Dataset excerpt:
-.-.-
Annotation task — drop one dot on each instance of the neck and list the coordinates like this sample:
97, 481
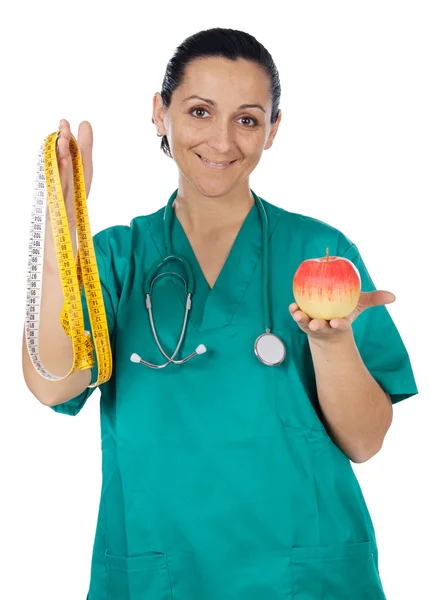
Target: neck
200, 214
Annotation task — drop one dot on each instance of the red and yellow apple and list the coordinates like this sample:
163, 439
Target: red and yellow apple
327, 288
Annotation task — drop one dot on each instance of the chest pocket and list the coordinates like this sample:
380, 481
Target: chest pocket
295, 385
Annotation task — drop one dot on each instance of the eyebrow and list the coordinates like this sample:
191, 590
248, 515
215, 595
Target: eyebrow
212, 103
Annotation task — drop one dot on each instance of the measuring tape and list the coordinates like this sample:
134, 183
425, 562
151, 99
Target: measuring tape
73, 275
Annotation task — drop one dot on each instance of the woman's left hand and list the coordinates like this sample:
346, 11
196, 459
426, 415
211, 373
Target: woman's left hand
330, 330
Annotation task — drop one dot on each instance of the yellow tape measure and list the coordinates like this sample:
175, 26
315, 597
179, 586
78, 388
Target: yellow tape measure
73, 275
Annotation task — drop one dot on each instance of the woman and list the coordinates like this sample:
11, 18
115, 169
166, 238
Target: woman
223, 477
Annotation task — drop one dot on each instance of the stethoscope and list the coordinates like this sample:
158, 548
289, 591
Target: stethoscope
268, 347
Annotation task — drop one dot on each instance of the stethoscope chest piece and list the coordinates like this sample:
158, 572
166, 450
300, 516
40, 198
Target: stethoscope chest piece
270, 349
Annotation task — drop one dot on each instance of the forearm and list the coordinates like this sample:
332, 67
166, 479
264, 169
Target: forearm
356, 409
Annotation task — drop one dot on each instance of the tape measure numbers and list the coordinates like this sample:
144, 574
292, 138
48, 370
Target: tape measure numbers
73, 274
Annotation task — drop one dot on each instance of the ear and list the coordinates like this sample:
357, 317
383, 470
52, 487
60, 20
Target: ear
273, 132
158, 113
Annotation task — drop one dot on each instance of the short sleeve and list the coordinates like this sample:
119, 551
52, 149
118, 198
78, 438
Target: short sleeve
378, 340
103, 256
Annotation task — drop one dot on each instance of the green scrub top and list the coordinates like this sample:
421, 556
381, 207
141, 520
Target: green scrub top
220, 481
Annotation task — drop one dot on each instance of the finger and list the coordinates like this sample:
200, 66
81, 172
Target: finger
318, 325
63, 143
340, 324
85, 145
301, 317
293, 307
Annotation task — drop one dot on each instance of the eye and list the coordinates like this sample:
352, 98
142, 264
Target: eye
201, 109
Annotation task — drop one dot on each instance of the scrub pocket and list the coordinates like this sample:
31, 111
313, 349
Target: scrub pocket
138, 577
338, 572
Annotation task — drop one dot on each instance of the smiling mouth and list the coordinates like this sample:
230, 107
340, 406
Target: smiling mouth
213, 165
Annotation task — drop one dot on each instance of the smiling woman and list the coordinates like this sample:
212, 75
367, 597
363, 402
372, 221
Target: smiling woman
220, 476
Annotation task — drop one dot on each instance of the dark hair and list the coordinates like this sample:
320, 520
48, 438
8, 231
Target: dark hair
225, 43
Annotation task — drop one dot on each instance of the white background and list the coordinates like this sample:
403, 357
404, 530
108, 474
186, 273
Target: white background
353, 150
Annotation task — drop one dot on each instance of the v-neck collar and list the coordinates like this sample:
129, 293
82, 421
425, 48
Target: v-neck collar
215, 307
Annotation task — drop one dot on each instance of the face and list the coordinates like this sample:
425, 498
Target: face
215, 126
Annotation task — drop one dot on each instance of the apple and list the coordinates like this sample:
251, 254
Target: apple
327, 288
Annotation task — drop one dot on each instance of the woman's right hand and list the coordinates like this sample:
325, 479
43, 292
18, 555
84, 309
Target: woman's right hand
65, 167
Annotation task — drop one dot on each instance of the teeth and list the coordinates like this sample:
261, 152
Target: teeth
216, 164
-.-.-
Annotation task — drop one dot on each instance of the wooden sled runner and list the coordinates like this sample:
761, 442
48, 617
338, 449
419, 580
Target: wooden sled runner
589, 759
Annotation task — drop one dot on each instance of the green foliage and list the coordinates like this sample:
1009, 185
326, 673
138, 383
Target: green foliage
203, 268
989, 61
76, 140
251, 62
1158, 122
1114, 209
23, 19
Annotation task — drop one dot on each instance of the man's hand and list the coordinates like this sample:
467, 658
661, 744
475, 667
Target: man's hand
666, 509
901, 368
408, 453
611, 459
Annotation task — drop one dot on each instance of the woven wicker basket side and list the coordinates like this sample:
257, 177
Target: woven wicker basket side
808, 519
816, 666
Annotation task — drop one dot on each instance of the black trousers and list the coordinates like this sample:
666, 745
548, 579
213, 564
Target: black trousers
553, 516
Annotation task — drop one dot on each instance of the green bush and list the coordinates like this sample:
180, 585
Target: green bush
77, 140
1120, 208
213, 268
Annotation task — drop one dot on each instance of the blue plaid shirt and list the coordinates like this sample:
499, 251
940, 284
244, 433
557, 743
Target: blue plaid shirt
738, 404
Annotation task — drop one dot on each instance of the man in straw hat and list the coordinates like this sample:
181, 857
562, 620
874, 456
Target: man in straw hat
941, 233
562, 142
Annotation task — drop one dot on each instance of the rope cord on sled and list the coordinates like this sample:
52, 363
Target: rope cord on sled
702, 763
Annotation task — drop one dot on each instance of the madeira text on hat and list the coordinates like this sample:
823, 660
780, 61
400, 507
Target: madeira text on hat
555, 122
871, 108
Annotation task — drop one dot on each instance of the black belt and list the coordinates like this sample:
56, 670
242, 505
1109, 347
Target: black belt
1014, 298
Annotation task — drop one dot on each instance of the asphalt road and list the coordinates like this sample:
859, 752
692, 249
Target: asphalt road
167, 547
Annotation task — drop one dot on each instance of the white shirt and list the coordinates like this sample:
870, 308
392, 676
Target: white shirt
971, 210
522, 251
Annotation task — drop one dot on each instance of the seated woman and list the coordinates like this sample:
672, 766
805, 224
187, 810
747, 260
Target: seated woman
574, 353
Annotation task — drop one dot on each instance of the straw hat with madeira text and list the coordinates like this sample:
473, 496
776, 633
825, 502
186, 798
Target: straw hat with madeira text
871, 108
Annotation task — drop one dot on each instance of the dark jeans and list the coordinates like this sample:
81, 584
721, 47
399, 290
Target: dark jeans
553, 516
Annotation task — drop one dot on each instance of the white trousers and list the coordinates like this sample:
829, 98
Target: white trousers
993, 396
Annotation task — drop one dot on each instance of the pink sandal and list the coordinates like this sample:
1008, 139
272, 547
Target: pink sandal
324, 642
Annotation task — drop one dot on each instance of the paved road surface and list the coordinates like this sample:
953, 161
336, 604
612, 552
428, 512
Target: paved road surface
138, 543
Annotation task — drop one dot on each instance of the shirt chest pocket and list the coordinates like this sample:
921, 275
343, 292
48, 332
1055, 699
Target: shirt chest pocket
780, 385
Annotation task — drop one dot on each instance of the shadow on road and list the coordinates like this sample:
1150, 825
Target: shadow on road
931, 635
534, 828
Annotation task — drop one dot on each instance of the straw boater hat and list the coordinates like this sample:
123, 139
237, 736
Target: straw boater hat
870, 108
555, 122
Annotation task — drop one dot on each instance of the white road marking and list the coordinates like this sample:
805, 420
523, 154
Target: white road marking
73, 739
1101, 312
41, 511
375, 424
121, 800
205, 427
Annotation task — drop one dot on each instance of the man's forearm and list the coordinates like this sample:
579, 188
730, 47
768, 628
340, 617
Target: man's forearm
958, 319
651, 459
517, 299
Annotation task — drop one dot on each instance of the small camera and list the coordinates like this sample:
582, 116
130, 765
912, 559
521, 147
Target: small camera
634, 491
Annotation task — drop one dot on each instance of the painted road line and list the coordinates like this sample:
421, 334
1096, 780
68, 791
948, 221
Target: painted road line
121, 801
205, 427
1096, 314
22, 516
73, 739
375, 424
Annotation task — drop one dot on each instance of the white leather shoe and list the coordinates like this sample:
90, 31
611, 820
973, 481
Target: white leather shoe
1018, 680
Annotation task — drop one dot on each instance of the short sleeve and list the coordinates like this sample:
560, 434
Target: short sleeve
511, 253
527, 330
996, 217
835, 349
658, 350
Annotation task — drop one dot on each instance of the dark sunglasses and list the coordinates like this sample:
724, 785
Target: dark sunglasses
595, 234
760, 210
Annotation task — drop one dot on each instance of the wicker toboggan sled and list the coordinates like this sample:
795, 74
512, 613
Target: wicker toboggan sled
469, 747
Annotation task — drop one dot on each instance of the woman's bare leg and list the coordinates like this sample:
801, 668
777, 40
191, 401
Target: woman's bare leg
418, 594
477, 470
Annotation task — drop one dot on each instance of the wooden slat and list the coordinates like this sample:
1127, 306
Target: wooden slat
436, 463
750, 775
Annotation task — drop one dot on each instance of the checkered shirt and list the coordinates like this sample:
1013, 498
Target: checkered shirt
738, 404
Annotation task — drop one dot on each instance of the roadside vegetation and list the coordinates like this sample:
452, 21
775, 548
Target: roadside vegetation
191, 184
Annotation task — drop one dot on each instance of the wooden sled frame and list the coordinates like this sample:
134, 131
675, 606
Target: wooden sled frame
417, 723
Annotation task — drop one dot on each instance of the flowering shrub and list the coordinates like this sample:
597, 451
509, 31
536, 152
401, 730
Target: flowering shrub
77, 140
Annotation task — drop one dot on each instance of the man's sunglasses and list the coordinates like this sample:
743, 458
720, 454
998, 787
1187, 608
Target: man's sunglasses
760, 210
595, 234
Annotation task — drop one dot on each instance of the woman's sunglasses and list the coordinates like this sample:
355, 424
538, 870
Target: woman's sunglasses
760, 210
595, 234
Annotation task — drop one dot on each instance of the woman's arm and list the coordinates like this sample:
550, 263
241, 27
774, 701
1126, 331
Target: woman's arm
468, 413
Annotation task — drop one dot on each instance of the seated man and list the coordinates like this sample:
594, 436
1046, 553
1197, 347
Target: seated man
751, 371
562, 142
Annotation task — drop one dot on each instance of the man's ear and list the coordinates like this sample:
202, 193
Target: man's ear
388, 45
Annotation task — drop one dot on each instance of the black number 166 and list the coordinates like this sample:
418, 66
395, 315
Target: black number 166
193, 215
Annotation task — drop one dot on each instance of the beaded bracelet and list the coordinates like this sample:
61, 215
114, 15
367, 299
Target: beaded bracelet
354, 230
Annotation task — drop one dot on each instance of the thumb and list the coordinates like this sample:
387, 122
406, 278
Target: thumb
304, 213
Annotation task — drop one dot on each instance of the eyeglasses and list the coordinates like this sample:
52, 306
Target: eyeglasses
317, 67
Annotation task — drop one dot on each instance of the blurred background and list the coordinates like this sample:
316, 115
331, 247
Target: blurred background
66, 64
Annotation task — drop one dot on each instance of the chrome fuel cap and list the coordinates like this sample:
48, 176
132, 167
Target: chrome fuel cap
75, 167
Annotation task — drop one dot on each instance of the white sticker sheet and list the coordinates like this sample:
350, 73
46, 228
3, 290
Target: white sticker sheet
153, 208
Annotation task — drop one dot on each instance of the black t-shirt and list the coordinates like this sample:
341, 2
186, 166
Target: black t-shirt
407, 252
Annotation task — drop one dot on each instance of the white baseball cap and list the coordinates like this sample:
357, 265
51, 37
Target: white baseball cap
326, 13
-.-.-
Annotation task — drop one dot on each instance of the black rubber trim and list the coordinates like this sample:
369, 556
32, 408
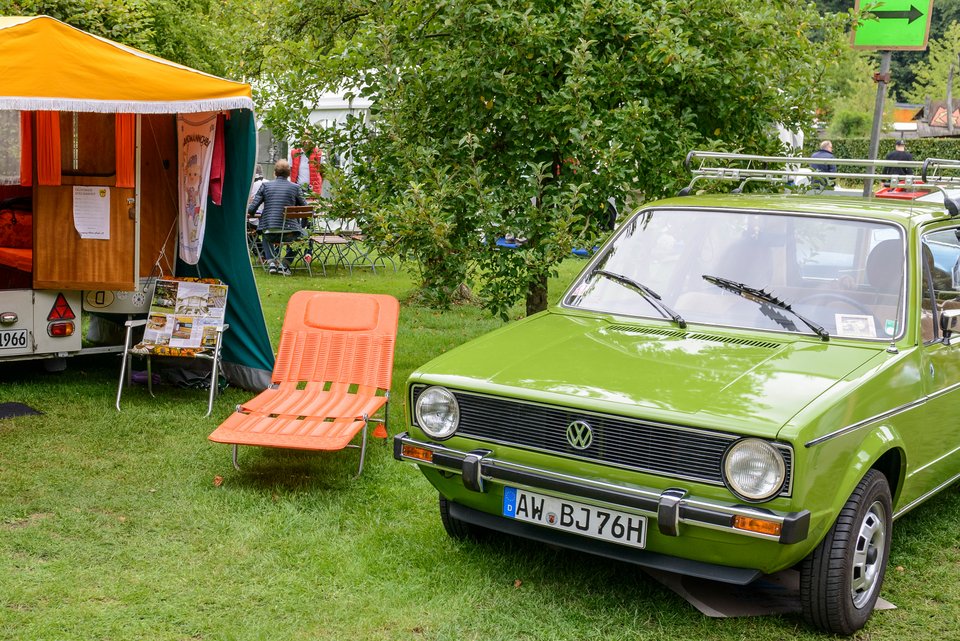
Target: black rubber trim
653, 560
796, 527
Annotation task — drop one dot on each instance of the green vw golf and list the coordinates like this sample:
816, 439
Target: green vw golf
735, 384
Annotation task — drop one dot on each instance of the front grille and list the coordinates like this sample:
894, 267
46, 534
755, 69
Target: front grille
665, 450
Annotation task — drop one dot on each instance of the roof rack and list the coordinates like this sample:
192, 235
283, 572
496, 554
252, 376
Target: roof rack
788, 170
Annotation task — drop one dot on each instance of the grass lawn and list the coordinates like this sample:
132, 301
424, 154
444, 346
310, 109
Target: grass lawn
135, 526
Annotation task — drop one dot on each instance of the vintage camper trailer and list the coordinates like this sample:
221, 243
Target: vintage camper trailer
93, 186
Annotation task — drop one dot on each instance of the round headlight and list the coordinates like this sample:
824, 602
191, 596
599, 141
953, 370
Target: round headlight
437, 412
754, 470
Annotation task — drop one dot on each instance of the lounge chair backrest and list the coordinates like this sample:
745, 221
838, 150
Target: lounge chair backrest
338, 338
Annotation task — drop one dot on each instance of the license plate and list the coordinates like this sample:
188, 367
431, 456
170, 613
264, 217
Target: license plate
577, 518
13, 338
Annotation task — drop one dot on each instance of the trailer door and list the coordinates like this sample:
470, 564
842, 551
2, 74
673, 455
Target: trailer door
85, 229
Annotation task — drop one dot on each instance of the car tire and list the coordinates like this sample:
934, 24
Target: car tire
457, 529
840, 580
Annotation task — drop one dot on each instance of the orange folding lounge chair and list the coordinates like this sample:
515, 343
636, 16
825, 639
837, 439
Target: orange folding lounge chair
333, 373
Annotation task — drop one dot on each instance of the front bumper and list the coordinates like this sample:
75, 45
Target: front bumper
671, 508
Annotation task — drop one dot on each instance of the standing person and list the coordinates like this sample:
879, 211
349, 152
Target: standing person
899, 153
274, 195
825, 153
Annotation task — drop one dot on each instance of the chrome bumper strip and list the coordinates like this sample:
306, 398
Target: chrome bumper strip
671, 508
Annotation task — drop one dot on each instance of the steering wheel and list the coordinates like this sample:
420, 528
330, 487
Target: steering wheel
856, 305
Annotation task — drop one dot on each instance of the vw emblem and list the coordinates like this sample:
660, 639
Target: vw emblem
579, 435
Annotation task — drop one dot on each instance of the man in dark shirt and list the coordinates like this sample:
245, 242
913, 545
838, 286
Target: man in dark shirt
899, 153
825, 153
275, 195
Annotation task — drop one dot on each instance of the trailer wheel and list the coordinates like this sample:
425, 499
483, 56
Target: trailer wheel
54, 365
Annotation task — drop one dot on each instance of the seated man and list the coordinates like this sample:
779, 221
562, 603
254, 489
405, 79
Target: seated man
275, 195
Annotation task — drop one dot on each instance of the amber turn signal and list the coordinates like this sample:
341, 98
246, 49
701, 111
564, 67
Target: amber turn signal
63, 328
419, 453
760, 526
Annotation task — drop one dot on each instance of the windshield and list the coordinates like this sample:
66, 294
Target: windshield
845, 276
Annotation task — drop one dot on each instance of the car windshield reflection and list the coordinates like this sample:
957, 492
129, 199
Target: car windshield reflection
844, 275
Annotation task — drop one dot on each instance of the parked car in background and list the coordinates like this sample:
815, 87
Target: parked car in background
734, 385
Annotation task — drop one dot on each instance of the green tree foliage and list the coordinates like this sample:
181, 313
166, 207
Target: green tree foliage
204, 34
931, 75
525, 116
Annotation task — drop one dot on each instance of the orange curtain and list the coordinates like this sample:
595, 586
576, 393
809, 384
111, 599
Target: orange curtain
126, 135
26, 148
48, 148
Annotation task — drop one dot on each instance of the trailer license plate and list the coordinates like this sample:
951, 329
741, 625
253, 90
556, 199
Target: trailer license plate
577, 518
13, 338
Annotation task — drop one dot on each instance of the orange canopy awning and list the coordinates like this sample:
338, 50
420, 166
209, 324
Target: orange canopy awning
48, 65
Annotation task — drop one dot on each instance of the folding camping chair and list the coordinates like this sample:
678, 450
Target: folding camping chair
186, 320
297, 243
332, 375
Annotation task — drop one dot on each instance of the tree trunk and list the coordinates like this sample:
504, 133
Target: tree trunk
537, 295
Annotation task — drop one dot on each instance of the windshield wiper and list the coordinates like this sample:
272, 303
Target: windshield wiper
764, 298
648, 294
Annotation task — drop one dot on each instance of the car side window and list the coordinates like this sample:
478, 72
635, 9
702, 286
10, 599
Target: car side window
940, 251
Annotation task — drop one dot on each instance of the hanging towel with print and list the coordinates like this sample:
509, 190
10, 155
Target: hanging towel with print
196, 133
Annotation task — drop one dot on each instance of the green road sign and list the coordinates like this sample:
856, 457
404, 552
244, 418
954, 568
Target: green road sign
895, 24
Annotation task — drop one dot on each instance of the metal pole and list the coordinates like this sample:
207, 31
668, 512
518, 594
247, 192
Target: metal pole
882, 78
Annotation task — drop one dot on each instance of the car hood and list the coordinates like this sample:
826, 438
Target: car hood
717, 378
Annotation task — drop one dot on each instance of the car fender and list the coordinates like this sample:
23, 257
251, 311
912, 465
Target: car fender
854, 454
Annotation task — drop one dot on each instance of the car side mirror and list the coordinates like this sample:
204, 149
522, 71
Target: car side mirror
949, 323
-.-.-
Please report how many lines of the entries above contain the word "lawn", and give only the number.

2